-------- Exercise materials
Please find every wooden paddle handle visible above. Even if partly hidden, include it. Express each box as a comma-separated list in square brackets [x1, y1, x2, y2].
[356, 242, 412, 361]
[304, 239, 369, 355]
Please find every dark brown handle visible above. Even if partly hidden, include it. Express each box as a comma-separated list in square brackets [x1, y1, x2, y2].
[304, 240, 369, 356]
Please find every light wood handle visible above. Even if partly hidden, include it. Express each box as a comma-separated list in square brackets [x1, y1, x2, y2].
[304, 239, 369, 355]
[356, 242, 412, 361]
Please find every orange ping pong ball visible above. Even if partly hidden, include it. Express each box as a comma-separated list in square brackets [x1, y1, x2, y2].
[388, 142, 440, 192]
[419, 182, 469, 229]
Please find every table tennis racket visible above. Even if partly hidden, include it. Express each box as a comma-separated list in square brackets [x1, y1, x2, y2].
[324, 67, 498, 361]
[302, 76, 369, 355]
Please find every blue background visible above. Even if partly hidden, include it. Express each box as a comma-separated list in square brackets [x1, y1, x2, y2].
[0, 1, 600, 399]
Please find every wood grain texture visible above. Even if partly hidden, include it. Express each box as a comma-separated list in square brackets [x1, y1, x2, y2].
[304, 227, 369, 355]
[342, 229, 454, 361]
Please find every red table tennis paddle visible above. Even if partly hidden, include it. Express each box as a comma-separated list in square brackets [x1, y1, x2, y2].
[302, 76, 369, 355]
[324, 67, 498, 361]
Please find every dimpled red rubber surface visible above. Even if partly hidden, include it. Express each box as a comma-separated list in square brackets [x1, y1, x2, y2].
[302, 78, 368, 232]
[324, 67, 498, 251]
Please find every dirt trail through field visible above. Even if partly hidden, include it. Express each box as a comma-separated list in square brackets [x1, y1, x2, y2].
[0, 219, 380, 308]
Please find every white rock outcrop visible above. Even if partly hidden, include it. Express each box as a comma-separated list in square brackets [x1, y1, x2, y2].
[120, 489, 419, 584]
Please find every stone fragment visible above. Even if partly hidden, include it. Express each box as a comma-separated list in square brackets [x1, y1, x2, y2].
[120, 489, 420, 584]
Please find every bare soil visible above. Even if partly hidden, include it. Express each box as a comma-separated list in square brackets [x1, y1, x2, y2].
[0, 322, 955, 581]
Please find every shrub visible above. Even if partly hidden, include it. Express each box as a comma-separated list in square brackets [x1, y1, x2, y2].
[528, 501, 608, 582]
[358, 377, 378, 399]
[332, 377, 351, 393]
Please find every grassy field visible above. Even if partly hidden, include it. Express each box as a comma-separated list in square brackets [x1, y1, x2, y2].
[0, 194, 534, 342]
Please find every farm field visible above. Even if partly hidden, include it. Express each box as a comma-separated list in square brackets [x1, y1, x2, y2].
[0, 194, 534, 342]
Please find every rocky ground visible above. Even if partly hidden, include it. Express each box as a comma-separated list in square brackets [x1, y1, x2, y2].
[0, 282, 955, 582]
----------------
• **What is being asked**
Retype every one of the records above, character for character, in their original order.

• **Completed exercise**
Please find every wooden paddle handle visible above. Even if partly hidden, include it. Express each box as a comma-separated list in square brackets [x1, y1, x2, y2].
[356, 242, 412, 361]
[304, 239, 369, 355]
Please find every dark brown handle visible above. Even if partly hidden, include it. Express each box as a comma-separated list in square brackets [x1, y1, x2, y2].
[304, 240, 369, 356]
Please find every light wood handle visible above. Even if partly hidden, include it. Express each box as a comma-separated list in square brackets [x1, y1, x2, y2].
[304, 239, 369, 355]
[356, 242, 412, 361]
Please find every orange ping pong ball visible above. Even if partly hidden, include it. Express each box as a comma-separated list in square brackets [x1, y1, x2, y2].
[388, 142, 440, 192]
[419, 182, 469, 229]
Please find every table tennis racket visible above. Even if partly hidden, include it. Express each box as a comma-separated list in square brackets [x1, y1, x2, y2].
[324, 67, 498, 361]
[302, 76, 369, 355]
Please find every blue background visible above. Even if partly hidden, include it. Express each box as a comma-separated list in square brackets [x1, y1, x2, y2].
[0, 1, 600, 399]
Please find every wood grain texture visible above. Even if partly hidden, include it. Express each box as a comma-separated list in square brackets [x1, y1, x2, y2].
[304, 227, 369, 355]
[342, 229, 454, 361]
Please find every red table tennis paddle visible above. Even if partly hidden, include it. Express each box as a comma-separated list in square brackets [x1, y1, x2, y2].
[302, 76, 369, 355]
[324, 67, 498, 361]
Please find every dimpled red rubber surface visible above. Even if partly hidden, include it. Express each box as a comma-separated list in square brackets [x1, y1, x2, y2].
[302, 78, 368, 232]
[324, 67, 498, 251]
Please find every dirt trail through field visible above. Even if partly hidden, include it. Express each box as a comma-separated list in square brackets [x1, y1, x2, y2].
[0, 219, 380, 308]
Please find every white rock outcrop visible above. Even if partly hidden, include it. Express each box as a comma-separated list in square brackets [x1, y1, x2, y2].
[120, 489, 419, 584]
Please find every stone fragment visible above. Even if partly hidden, include it. Express each box as a comma-separated list in square brackets [x1, y1, x2, y2].
[120, 489, 420, 584]
Please find every bare soil visible above. Even if partly hidden, include it. Express each box as a comma-separated list in square brackets [x1, y1, x2, y2].
[0, 322, 955, 581]
Please find every shrub visible above. Even if partly hidden, include it. Express each box as a comma-separated list in square brackets [x1, y1, x2, y2].
[528, 501, 608, 582]
[358, 377, 378, 399]
[332, 377, 351, 393]
Please find every grassy field visible above. Even if partly hidden, include it. Express each box as a comma-separated list in square brackets [x1, y1, x2, y2].
[0, 194, 534, 342]
Please find every farm field visible above. Even if partly hidden, include it. Express each box as a comma-separated list in square brackets [x1, y1, x2, y2].
[0, 194, 534, 342]
Please find every rocky ground visible above. Even if partly hidden, include it. Express each box as a comma-separated list in square brackets [x1, y1, x2, y2].
[0, 282, 955, 582]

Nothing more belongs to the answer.